--- TASK INPUTS ---

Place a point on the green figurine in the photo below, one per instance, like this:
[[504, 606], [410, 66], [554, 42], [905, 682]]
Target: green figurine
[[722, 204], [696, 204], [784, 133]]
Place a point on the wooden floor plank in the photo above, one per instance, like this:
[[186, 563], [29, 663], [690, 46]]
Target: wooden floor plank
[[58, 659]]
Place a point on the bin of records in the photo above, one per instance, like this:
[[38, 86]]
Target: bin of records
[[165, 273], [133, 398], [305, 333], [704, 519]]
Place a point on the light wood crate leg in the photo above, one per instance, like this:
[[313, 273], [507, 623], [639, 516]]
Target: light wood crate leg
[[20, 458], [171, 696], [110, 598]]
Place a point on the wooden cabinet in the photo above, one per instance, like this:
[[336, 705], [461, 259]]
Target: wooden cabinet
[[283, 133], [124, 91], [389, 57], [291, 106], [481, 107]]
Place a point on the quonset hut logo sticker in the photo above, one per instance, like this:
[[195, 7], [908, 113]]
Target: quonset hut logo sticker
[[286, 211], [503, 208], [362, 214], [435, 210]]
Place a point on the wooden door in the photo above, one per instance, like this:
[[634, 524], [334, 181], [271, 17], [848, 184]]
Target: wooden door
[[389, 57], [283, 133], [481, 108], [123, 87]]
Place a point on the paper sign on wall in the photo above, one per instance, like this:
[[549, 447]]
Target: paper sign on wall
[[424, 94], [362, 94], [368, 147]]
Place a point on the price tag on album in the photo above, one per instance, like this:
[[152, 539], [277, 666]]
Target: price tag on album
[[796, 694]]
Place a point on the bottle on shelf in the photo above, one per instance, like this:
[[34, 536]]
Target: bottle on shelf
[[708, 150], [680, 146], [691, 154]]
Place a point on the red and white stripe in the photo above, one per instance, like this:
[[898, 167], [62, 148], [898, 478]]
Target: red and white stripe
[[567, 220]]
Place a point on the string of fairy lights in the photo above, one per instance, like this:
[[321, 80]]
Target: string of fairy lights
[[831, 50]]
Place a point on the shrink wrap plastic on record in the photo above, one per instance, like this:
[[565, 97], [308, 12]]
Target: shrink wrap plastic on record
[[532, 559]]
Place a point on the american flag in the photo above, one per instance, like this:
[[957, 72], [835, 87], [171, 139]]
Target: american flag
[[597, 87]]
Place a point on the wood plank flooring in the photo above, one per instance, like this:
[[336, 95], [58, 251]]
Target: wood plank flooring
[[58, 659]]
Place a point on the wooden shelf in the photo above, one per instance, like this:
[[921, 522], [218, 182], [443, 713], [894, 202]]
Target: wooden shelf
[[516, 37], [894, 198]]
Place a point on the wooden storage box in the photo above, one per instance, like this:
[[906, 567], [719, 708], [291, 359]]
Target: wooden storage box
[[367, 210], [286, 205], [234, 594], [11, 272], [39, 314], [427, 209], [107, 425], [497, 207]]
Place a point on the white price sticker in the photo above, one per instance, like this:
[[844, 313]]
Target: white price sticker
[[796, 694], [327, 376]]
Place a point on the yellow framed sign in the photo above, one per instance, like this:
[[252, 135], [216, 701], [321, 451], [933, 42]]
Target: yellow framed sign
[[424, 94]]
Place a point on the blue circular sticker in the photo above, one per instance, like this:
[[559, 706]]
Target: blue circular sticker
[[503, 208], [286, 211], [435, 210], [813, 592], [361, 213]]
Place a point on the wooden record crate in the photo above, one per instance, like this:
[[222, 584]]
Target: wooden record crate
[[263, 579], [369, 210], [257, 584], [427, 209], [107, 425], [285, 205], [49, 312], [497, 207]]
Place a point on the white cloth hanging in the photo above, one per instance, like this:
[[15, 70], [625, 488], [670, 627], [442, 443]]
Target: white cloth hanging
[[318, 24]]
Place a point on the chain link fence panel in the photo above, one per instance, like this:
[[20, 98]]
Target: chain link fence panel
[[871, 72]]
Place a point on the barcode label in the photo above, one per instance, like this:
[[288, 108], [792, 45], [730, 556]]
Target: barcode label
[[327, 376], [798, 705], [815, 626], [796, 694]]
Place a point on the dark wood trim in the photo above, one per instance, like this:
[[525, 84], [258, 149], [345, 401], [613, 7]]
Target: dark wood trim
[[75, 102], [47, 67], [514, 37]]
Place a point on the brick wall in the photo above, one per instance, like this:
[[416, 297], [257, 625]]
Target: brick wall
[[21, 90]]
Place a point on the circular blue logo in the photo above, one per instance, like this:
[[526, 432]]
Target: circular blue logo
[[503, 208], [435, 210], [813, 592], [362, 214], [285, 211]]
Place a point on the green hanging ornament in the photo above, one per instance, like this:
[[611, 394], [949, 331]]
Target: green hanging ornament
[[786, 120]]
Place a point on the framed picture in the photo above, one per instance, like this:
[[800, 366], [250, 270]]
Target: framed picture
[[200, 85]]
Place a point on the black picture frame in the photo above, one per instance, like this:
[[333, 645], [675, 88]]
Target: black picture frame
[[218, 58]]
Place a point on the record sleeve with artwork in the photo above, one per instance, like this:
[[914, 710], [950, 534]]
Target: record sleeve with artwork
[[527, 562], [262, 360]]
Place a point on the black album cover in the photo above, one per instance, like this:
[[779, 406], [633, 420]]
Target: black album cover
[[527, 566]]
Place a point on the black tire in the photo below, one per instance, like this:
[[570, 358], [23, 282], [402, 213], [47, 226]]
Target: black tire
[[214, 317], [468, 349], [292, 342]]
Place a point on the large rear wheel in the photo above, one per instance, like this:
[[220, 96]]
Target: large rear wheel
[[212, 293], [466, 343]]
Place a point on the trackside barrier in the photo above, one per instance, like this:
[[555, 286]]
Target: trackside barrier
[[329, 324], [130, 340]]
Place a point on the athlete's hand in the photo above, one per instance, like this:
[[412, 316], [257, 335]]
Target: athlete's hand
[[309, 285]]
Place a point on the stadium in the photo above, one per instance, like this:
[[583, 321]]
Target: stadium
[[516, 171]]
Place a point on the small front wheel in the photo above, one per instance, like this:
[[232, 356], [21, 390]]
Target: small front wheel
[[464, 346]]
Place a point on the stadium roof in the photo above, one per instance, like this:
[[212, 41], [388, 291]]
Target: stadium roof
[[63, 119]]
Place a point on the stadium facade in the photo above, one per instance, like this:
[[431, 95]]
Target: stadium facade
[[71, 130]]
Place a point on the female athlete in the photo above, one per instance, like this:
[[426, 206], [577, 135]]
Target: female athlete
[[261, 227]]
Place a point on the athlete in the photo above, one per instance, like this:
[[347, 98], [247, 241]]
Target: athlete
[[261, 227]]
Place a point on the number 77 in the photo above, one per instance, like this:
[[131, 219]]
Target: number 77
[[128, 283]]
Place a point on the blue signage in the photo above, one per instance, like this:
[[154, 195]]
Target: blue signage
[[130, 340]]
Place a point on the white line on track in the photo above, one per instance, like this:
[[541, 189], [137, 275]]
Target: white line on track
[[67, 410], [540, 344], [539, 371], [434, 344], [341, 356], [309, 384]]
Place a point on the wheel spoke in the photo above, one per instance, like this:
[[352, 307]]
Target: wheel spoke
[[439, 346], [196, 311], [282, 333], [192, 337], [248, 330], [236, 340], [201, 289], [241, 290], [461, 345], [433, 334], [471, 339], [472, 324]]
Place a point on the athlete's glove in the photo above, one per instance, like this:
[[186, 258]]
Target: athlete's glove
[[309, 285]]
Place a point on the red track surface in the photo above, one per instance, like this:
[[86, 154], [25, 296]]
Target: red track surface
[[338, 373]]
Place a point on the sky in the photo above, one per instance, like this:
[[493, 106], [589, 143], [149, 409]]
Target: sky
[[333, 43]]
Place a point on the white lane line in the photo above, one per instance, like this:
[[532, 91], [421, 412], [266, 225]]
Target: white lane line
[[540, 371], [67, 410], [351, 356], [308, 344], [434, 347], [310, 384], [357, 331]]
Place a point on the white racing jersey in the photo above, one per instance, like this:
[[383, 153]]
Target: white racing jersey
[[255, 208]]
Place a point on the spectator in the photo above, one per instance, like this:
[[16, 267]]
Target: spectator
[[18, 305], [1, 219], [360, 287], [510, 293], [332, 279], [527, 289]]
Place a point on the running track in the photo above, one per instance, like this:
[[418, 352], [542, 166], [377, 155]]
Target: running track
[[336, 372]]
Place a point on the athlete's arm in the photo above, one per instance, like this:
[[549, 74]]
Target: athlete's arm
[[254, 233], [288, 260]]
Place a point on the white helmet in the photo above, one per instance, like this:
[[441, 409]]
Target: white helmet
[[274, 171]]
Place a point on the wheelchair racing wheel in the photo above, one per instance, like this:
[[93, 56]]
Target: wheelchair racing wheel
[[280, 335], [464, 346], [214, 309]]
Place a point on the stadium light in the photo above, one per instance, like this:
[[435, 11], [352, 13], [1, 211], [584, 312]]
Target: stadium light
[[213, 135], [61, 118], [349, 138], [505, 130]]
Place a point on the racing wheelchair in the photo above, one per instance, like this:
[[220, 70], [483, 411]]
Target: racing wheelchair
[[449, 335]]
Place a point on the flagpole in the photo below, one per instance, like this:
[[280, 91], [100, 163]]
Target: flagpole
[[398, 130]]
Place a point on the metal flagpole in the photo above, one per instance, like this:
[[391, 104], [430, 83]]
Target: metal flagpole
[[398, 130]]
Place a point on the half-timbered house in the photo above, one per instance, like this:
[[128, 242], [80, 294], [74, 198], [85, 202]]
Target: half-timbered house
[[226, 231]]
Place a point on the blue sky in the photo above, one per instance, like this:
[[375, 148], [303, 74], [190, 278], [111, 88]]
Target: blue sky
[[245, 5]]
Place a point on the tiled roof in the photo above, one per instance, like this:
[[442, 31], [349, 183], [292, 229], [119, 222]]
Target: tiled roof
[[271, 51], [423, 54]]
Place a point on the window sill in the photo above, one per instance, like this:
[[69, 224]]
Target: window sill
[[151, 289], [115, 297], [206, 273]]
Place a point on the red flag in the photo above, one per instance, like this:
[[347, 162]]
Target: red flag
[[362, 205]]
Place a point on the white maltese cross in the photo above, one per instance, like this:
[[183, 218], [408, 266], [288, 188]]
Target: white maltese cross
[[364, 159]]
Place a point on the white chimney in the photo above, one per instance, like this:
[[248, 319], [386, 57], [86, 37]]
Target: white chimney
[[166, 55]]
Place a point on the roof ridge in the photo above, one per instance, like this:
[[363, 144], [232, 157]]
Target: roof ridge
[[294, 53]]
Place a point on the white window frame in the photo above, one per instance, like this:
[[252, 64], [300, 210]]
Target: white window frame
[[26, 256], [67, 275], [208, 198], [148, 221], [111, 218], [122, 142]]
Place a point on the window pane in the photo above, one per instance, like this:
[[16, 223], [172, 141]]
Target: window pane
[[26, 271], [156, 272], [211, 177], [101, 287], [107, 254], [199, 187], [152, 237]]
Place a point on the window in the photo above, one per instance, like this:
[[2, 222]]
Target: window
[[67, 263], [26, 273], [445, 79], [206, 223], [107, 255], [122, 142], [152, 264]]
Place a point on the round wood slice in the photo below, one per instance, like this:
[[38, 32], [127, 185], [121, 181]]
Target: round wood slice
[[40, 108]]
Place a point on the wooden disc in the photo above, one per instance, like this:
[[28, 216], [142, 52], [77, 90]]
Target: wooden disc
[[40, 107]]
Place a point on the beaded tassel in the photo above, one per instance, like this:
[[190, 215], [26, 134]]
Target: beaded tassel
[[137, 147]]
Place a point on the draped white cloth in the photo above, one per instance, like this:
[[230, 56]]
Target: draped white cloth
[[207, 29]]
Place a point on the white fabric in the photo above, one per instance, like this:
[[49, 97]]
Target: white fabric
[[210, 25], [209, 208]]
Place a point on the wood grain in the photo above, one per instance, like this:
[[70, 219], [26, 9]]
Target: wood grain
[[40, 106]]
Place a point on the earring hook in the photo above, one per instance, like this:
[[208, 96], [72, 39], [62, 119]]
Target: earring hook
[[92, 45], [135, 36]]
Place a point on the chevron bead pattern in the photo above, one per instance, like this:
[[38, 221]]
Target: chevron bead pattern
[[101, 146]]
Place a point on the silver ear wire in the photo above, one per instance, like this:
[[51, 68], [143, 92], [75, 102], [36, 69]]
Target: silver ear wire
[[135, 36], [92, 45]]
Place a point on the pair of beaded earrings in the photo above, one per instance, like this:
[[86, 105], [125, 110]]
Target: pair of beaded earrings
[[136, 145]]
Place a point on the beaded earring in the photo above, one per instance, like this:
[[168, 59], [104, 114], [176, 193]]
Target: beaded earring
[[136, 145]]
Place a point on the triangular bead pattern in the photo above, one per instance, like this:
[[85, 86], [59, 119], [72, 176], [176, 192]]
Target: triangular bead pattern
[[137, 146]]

---

• [WHAT THE TASK ASKS]: Copy the records above exactly, beginning at the line that contains "Target: white racing jersey" and stopping after the line that contains "Place a point on the wheelchair".

• [ANSWER SPACE]:
Target: white racing jersey
[[255, 208]]
Place a point on the spectator in the photo above, one per instance, like this:
[[16, 267]]
Target: spectator
[[18, 305], [1, 219], [360, 287], [510, 293], [332, 279], [527, 289]]
Place a point on the running track in the photo above, one per instance, like this:
[[418, 352], [542, 166], [377, 155]]
Target: running track
[[336, 372]]
Place a point on the athlete's arm in the photo above, one per instance, like this:
[[549, 74]]
Target: athlete's arm
[[254, 233], [288, 260]]
Place a point on the white helmet in the photo above, one per instance, like this:
[[441, 409]]
Target: white helmet
[[274, 171]]
Place a point on the wheelchair racing wheel in the photo above, one per instance, like this:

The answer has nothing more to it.